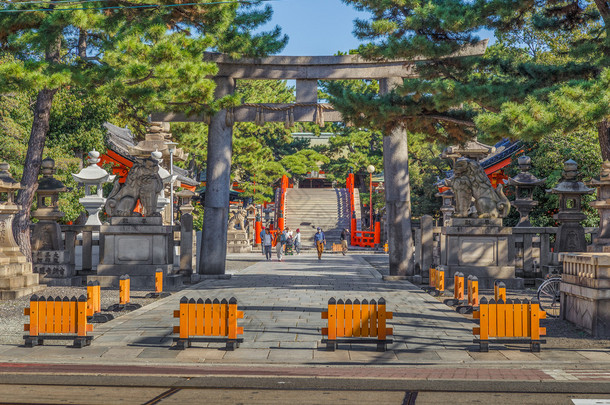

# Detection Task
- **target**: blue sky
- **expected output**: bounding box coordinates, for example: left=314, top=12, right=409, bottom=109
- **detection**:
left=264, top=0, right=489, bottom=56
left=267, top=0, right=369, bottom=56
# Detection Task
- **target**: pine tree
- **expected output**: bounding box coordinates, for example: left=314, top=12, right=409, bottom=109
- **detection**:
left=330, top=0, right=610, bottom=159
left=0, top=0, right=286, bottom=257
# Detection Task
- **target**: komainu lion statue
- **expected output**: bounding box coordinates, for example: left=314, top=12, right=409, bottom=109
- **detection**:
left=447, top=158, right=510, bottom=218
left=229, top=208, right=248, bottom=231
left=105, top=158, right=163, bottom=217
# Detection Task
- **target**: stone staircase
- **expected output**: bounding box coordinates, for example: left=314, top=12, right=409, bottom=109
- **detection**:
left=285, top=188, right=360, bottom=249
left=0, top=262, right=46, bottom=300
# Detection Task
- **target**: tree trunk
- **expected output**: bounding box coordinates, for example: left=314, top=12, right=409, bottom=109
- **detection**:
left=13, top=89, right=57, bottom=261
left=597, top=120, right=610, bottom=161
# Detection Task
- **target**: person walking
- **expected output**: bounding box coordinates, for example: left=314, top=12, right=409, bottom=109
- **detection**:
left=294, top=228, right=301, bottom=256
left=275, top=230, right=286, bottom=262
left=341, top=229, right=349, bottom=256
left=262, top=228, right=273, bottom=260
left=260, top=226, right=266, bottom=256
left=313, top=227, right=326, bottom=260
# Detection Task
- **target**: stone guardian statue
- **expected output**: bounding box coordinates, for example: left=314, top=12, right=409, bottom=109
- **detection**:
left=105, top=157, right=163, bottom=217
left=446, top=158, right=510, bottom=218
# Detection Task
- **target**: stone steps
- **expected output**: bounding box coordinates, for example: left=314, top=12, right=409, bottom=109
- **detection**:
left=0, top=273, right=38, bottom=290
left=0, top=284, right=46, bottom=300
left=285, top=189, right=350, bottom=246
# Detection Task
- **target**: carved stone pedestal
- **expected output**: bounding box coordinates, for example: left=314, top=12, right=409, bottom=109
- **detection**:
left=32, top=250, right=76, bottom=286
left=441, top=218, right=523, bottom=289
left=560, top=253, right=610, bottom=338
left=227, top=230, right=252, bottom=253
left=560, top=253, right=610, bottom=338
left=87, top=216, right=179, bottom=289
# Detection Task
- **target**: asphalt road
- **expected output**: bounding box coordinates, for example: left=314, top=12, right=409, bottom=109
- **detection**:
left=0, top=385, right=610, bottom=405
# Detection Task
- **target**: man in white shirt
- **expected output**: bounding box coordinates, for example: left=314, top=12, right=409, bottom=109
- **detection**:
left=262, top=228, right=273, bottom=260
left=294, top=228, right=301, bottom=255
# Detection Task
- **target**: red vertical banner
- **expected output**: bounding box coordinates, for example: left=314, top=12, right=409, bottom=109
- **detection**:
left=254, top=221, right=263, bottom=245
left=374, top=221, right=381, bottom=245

+++

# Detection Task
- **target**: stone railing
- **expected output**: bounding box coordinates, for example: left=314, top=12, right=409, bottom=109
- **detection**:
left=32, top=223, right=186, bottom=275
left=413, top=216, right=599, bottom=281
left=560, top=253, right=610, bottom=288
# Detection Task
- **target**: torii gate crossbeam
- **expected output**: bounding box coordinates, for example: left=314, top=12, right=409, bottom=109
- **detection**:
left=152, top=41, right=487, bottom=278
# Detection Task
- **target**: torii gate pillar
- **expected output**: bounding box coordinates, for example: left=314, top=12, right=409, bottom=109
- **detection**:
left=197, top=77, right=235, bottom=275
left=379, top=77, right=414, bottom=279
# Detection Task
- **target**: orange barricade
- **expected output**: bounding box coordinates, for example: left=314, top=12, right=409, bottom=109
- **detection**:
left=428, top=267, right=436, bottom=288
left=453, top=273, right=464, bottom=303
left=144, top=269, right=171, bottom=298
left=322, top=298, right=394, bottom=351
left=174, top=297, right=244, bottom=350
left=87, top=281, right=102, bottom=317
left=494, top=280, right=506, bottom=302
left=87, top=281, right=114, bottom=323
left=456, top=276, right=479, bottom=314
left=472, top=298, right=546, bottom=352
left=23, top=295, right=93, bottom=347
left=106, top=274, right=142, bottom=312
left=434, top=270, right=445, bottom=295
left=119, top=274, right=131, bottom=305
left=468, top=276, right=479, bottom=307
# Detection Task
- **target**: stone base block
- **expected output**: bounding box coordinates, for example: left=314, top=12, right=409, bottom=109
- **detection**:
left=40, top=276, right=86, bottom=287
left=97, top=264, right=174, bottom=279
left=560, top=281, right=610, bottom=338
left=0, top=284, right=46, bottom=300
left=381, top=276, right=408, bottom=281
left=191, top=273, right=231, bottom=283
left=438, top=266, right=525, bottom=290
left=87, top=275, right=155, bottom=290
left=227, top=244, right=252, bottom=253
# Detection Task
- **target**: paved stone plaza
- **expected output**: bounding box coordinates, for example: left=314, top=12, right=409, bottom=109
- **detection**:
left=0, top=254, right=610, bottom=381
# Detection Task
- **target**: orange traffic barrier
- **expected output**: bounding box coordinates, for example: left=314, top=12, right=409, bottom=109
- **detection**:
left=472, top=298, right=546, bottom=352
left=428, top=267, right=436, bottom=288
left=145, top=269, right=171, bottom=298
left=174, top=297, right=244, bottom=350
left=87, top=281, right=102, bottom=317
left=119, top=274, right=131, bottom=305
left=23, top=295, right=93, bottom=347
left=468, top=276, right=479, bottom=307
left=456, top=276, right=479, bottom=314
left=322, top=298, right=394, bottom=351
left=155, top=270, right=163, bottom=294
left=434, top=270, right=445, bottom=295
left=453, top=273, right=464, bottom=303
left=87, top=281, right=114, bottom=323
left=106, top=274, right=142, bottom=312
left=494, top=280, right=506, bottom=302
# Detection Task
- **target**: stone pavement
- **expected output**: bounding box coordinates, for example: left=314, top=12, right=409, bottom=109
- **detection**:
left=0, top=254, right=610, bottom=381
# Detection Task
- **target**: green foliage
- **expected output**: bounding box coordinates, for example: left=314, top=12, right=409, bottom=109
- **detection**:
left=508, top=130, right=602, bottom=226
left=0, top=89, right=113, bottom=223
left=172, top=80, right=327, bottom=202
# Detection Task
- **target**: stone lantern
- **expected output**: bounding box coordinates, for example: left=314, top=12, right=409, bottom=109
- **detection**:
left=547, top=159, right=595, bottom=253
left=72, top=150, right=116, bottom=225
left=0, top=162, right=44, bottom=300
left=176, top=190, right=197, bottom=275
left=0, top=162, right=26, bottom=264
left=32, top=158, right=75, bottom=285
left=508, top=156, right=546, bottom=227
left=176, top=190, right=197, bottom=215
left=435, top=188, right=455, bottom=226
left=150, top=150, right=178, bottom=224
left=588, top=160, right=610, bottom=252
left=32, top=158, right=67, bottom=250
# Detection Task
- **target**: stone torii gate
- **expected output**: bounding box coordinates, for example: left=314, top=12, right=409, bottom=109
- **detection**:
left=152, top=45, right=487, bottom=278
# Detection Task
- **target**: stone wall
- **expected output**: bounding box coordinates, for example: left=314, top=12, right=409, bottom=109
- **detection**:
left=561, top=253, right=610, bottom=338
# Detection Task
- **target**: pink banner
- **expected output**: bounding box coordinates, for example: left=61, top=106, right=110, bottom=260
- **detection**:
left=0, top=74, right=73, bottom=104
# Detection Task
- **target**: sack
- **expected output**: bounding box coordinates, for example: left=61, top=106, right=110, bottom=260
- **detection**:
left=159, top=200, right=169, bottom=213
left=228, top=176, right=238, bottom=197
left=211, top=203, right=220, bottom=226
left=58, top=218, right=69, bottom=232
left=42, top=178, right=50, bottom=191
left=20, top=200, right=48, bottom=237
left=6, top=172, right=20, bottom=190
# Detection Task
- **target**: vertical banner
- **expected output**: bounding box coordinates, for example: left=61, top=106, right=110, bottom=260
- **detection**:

+++

Written task => Return every line in the items above that contains the string "stone". Case counts.

Reply =>
- **target**: stone staircase
- **target**: stone guardian statue
- **target**: stone steps
- **target**: carved stone pedestal
- **target**: stone railing
- **target**: stone base block
- **target**: paved stone plaza
- **target**: stone pavement
- **target**: stone lantern
- **target**: stone torii gate
- **target**: stone wall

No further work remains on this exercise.